======== Records for processing
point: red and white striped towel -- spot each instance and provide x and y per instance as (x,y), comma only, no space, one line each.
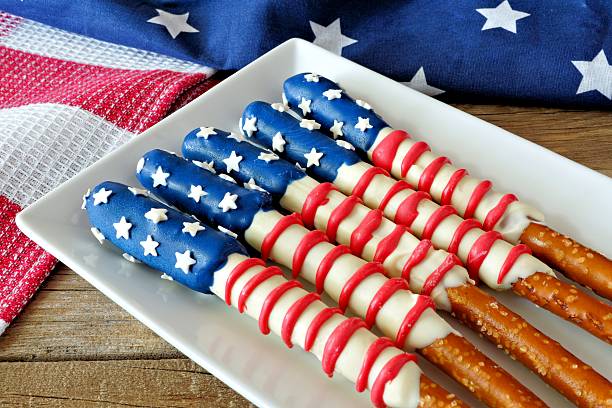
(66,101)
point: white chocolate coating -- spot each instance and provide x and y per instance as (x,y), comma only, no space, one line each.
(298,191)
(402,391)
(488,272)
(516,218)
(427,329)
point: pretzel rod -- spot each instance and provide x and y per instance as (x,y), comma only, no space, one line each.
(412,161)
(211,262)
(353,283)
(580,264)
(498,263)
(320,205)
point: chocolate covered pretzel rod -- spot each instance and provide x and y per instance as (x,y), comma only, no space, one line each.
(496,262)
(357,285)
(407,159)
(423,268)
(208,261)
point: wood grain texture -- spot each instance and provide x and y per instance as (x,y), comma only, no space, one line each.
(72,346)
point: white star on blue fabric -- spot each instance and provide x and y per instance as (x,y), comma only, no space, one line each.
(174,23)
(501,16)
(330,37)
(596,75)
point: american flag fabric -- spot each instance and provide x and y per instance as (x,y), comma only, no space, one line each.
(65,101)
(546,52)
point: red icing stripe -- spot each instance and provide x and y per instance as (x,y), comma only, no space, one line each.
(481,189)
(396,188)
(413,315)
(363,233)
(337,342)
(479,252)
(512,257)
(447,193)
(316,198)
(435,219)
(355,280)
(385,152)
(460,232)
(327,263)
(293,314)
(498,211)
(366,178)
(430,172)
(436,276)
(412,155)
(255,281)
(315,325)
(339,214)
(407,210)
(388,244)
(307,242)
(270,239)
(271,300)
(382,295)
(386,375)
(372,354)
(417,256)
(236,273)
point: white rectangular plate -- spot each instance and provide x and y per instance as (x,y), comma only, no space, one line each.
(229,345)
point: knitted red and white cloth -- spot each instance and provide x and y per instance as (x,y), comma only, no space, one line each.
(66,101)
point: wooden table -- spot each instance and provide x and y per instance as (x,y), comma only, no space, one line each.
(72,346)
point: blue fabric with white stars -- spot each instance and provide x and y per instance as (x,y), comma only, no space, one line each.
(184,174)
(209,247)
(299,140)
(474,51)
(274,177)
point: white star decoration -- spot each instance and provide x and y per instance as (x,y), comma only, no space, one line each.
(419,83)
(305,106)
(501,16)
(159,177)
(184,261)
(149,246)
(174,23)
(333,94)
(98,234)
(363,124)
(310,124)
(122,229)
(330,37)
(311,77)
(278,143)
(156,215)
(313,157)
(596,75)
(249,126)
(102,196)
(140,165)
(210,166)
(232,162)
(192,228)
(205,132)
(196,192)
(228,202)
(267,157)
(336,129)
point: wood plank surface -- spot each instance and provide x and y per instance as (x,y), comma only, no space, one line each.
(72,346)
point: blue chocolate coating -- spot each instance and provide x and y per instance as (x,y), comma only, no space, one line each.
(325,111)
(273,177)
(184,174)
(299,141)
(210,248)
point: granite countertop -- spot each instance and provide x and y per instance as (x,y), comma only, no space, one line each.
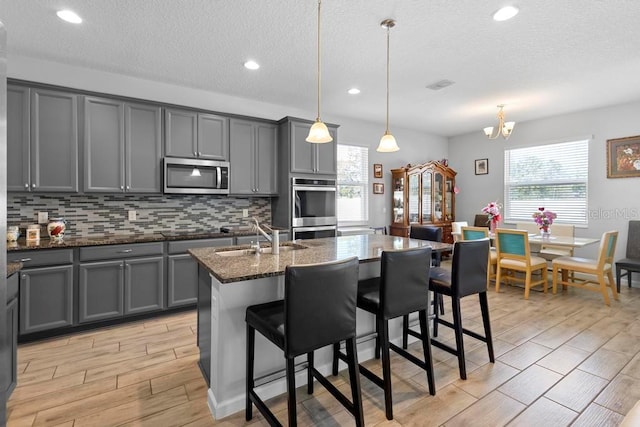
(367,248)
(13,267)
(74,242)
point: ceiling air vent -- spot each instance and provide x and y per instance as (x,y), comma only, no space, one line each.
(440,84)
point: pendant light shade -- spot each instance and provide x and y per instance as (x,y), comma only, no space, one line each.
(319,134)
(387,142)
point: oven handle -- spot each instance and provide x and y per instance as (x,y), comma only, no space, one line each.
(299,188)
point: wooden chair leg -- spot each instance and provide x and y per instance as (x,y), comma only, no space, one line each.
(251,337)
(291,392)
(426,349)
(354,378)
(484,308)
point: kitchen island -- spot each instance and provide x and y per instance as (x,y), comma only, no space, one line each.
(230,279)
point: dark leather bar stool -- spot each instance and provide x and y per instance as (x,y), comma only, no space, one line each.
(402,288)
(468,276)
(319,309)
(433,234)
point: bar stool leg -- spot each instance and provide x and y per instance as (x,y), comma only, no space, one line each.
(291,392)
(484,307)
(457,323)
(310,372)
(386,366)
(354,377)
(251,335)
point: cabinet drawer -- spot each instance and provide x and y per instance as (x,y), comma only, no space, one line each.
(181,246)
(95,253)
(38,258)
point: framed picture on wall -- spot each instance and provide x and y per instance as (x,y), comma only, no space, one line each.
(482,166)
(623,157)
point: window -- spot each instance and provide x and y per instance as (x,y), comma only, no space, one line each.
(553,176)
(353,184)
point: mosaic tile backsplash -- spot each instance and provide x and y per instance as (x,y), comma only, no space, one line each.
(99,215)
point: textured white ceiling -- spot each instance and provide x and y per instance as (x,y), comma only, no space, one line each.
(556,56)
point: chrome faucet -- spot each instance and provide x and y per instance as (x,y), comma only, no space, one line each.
================
## Your instructions
Return each record above as it stands. Pictures stay out.

## Output of the task
point: red and white striped towel -- spot each instance and provide x and y per instance as (x,y), comma only, no space, one line each.
(66,101)
point: white chocolate coating -- spot each instance and provide x and y per instance as (x,y), comma only, no space, one line each.
(298,191)
(402,391)
(488,272)
(516,218)
(427,329)
point: pretzel rod -- spot each instance and provide x and y per instance as (x,y), comma only, no space, one line each.
(412,161)
(211,262)
(353,283)
(580,264)
(498,263)
(320,205)
point: chocolate covered pretzel rod -- spot each instance and provide x and y per instance as (x,y), comma only, no space, one line each.
(496,262)
(357,285)
(407,159)
(423,268)
(208,261)
point: wood grain texture -- spot each instance and provide x and y per instance as (x,y), comma only, no space, one line each.
(72,346)
point: white star on blue fabric -- spot each instance and provide x and y per instance as (x,y), comma only, no space, one line each.
(174,23)
(501,16)
(330,37)
(596,75)
point: american flag fabric -- spot each instance and provide x and y per instance as (x,y), comma only, no space, one line each.
(65,101)
(546,52)
point: red icing stripe -- spot each instance and provide x and y per instance as (x,y), comma only, no space, one line each.
(481,189)
(396,188)
(413,315)
(363,233)
(337,342)
(479,252)
(512,257)
(447,193)
(316,198)
(435,219)
(355,280)
(385,152)
(460,232)
(327,263)
(293,314)
(498,211)
(366,178)
(430,172)
(436,276)
(412,155)
(255,281)
(315,325)
(339,214)
(407,210)
(388,244)
(307,242)
(270,239)
(271,300)
(382,295)
(386,375)
(372,354)
(417,256)
(236,273)
point: white rectangular plate -- spot each instance and provide x and y per instance as (x,y), comma only, no space, one line each.
(229,345)
point: knitted red and white cloth -- spot each instance and provide x and y per instance as (x,y), comma only, no space, one line each.
(66,101)
point: wooden table -- spot each instance and provide x and y per instance as (x,y), comma only, no space, one line each.
(72,346)
point: blue fabric with white stars -- spot each instance and provide x and y per instance as (x,y), comma only, no space, one line each.
(184,174)
(209,247)
(299,140)
(474,51)
(274,177)
point: white star decoration -- spot each instance and provide x and y per instance as (x,y), comma only, no space, one line each.
(419,83)
(305,106)
(501,16)
(159,177)
(184,261)
(149,246)
(174,23)
(333,94)
(98,234)
(363,124)
(310,124)
(122,229)
(330,37)
(311,77)
(278,143)
(156,215)
(313,157)
(596,75)
(249,126)
(102,196)
(140,165)
(210,166)
(232,162)
(192,228)
(205,132)
(196,192)
(228,202)
(267,157)
(336,129)
point: wood plank surface -- spot each instance and provide x and y per instance as (x,y), comma only, no space, one line each.
(72,346)
point: blue chocolate coating -- spot each instance and provide x and y per instance as (x,y), comma only, no space, one line each.
(325,111)
(273,177)
(184,174)
(299,141)
(210,248)
point: granite countertop -- spot each instance and provide x and y per instance as (x,y), comma only, no space, one line each.
(367,248)
(13,267)
(74,242)
point: ceiling air vent -- spot each instance and provide x and y per instance as (x,y), comma only, no space, one line each.
(440,84)
point: pendant light shade -- spot each instance and provide x and y per instance as (x,y), comma only, no space, one line each.
(319,134)
(387,142)
point: oven handle -- spot each instance and provide x and y per instance as (x,y), comma only, no space, one line each.
(299,188)
point: wooden chair leg -- spot each instance and provide x and y per instance as (x,y), comma only, no space, one line each.
(251,337)
(291,392)
(426,349)
(354,378)
(484,308)
point: kitchen island -- spot each instance and provide x and y per instance as (x,y), comma only, no space, one line each.
(230,279)
point: dark leather bar stool -- spot each instance and provide x and y per instance as (x,y), comma only, no space, one line each.
(402,288)
(468,276)
(319,309)
(433,234)
point: bar stool leg -- spot each instance and provide x and y per instance as (x,y), comma only, no space, one line each.
(291,392)
(484,307)
(457,323)
(310,372)
(386,366)
(354,377)
(251,335)
point: cabinet drawer -- spot each instance and provide x and y per instance as (x,y), comma only, no space, one line each.
(181,246)
(95,253)
(38,258)
point: framed picture on wall -- spot each instance and provide x and y per instance as (x,y), comma only, no space, one line each.
(482,166)
(623,157)
point: window -- spot each instance and provide x and y per instance as (x,y), comma only, no space, one line each.
(553,176)
(353,184)
point: mosaic tile backsplash -- spot each instance and provide x and y per instance as (x,y), comma only, no space, one line each.
(99,215)
point: textured white ceiling -- spot each instance and provide x and y per instance as (x,y), comma only, no space, one line each.
(556,56)
point: chrome faucet -- spot each instance and provide x and y per instance as (x,y), comma only, no space, one line each.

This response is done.